_Required task:_ Output the data verbatim, starting with the line that contains "segment mountain, all instances" and continuing through the end of the data.

----------------

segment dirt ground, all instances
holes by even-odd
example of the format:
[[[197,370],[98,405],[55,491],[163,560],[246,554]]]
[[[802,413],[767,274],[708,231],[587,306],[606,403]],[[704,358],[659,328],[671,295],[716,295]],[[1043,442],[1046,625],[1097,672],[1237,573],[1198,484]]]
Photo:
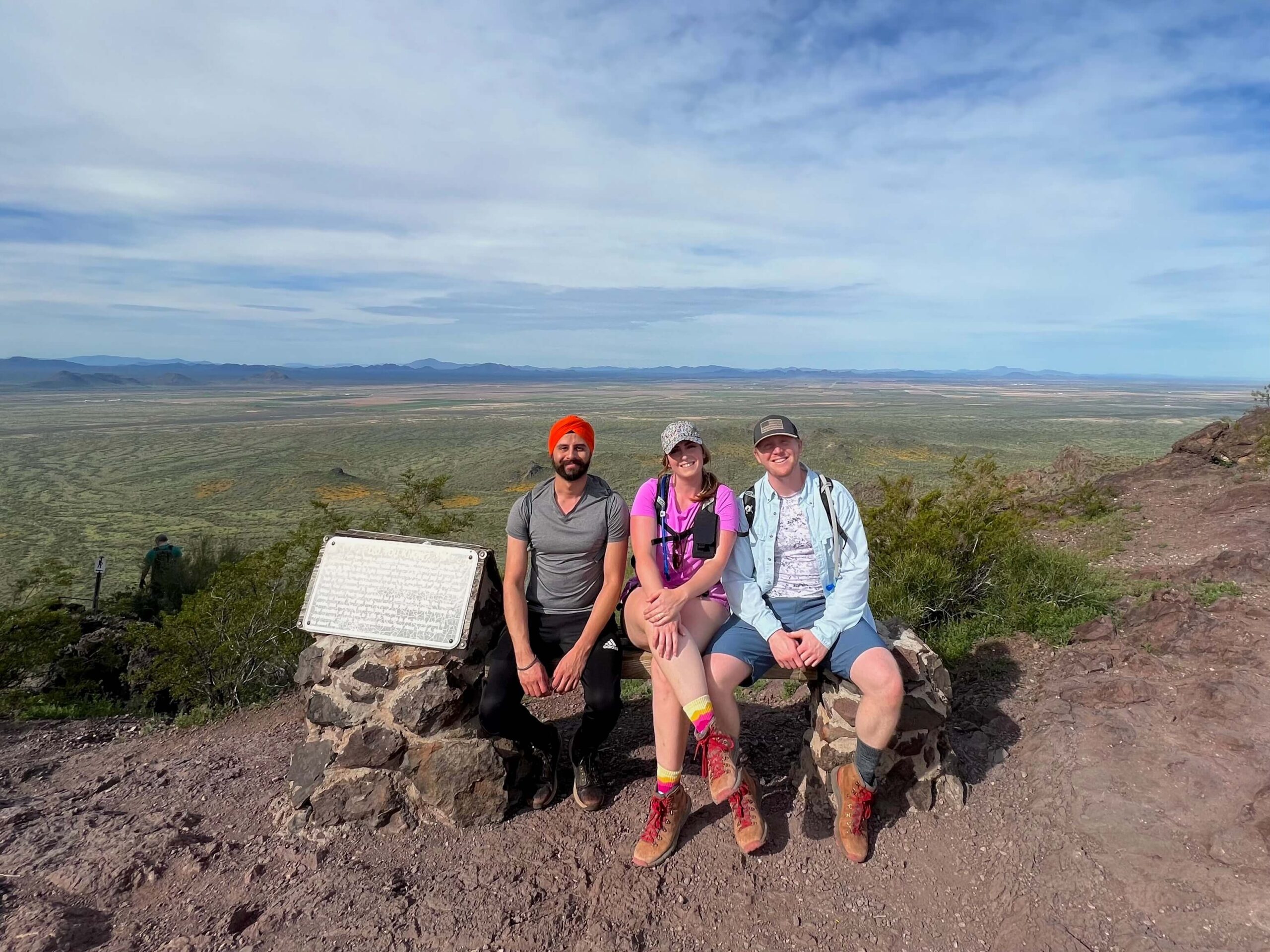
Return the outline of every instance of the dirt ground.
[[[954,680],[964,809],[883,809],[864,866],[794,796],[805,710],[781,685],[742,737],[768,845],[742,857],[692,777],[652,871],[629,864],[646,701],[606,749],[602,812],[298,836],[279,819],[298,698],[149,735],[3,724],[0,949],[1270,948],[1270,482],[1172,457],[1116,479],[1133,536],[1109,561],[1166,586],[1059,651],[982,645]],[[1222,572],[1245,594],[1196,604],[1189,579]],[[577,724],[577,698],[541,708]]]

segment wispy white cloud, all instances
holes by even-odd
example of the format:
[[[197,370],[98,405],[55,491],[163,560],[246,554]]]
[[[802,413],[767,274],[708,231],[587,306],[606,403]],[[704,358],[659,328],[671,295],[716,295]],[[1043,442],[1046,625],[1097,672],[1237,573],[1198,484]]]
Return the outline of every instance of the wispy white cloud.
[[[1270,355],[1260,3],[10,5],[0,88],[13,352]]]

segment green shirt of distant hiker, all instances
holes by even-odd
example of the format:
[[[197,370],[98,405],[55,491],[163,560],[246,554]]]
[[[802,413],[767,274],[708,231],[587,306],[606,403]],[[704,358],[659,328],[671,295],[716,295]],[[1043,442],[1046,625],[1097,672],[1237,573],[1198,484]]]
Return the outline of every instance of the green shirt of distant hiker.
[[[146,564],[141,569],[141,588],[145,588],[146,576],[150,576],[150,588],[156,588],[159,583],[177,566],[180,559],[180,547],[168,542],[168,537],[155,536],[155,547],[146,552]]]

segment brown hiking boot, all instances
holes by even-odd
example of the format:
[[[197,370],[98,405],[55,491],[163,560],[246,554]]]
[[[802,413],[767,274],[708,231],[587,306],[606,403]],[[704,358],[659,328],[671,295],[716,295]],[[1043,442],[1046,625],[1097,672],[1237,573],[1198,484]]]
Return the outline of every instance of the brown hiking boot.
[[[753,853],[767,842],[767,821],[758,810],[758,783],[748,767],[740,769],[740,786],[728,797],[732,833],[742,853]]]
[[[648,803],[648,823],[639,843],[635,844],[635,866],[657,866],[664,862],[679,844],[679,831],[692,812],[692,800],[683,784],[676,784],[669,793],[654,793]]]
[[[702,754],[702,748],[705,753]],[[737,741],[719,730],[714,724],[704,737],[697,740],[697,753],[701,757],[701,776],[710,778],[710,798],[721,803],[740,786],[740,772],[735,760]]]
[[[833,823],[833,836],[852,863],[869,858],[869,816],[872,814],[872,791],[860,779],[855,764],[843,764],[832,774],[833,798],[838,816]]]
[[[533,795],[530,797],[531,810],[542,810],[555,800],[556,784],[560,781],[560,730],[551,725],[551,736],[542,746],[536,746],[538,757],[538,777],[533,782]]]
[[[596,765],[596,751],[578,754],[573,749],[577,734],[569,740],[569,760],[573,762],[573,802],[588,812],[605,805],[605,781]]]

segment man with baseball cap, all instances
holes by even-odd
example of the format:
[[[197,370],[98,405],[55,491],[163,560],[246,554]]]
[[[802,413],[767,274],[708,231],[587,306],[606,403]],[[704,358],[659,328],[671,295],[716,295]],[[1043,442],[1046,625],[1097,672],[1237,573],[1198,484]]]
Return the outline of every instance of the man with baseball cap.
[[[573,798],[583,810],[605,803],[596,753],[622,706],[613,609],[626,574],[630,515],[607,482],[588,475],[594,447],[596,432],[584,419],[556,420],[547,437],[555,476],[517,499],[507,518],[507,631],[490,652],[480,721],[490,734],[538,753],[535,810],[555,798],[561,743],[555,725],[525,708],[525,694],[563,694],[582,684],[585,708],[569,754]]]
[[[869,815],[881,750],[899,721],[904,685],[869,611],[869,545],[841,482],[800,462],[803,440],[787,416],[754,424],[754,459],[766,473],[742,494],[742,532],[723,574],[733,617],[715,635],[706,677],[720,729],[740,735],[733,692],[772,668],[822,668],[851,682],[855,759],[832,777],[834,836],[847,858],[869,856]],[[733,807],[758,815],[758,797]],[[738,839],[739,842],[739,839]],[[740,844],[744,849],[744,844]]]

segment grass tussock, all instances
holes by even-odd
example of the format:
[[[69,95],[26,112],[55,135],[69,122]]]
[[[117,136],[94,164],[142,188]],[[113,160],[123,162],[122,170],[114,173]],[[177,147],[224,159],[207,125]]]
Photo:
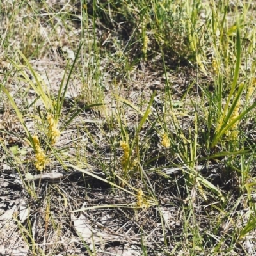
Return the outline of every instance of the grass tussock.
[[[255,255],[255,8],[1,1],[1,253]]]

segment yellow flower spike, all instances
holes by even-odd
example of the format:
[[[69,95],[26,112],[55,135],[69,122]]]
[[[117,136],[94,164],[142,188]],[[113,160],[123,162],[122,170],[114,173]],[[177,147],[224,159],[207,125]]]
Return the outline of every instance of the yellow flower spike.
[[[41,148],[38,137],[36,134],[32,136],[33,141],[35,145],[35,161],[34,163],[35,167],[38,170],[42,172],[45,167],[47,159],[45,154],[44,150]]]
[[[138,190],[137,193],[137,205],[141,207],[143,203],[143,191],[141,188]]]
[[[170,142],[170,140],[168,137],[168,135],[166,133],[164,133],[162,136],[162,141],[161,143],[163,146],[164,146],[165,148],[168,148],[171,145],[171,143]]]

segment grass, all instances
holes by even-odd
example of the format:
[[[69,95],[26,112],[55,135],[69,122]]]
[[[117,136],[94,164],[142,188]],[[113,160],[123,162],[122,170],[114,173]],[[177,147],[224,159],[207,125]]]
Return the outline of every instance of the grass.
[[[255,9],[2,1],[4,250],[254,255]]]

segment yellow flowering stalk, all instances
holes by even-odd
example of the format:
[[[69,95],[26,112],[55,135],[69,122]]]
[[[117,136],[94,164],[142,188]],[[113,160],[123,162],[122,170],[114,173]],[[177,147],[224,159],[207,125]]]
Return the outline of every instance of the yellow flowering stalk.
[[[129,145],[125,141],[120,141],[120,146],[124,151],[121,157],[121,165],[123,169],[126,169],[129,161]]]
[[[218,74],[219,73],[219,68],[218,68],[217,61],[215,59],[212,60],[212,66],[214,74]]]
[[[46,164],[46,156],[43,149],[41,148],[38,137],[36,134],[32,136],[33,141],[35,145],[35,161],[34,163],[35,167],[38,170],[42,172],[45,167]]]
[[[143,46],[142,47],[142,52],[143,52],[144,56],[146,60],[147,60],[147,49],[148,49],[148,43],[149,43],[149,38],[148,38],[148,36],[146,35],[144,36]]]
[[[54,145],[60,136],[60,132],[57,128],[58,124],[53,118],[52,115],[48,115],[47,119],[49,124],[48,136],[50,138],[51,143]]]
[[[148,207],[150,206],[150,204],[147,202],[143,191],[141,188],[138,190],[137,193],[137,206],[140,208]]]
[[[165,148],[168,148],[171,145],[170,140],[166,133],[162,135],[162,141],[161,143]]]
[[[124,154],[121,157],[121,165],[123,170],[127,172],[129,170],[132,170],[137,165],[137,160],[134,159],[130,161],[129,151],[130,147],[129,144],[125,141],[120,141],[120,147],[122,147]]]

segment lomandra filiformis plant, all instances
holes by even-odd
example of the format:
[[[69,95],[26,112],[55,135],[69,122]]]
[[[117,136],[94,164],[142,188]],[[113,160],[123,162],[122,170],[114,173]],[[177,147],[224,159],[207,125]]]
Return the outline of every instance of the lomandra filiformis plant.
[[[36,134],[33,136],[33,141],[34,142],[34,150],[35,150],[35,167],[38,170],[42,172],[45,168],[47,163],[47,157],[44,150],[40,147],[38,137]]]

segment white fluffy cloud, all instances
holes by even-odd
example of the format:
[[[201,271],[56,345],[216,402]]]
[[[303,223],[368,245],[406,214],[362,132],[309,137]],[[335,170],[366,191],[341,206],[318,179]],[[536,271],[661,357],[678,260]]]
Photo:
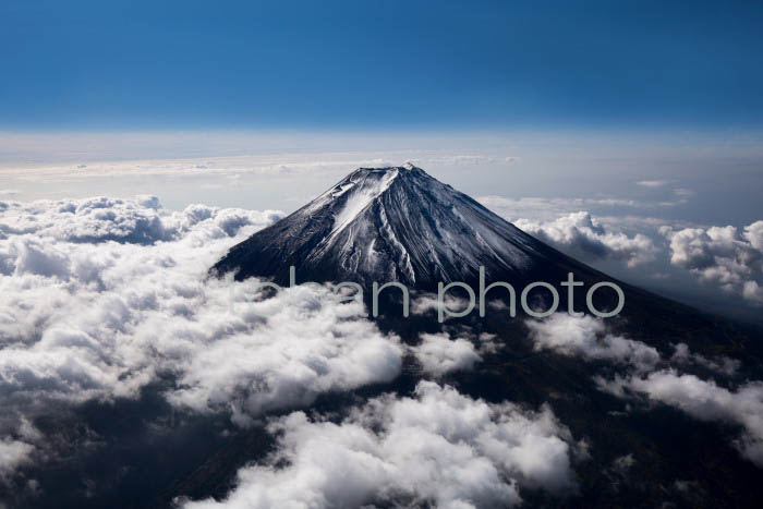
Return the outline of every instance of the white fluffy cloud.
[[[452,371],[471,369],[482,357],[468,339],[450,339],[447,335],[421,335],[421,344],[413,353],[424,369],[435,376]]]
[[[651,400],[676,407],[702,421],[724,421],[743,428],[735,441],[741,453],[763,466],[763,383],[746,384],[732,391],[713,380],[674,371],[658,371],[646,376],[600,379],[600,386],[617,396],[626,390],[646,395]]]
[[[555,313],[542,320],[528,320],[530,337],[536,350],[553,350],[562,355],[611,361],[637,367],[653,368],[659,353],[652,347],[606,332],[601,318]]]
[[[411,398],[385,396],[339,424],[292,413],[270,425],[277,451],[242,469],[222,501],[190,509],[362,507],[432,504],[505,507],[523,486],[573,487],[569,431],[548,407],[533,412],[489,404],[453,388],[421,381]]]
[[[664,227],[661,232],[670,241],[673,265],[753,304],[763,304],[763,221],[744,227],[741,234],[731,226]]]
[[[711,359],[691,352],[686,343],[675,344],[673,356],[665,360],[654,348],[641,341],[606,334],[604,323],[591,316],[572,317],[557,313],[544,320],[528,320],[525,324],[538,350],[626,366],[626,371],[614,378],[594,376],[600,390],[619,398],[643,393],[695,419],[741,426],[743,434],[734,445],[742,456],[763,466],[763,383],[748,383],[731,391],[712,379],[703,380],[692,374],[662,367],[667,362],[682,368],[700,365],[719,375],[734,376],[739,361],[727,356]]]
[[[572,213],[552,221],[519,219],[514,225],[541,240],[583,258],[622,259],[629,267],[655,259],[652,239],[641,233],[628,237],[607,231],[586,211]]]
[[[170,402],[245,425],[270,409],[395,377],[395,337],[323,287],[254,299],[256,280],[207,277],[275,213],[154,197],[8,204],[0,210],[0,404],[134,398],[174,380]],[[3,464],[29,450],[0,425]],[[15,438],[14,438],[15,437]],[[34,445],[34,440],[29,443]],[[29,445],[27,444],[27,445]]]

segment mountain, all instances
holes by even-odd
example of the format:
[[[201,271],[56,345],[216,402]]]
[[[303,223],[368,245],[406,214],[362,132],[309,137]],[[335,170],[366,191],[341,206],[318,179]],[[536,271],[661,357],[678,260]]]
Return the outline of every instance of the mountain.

----------------

_Result of the exercise:_
segment mountain, all instances
holes by even-odd
example of the format:
[[[201,271],[56,345],[216,402]]]
[[[303,223],[368,245],[406,214],[362,132],[309,137]],[[335,170],[366,191],[341,206],[318,179]],[[536,271],[661,357],[678,260]]]
Return the outline of every instance of the mountain.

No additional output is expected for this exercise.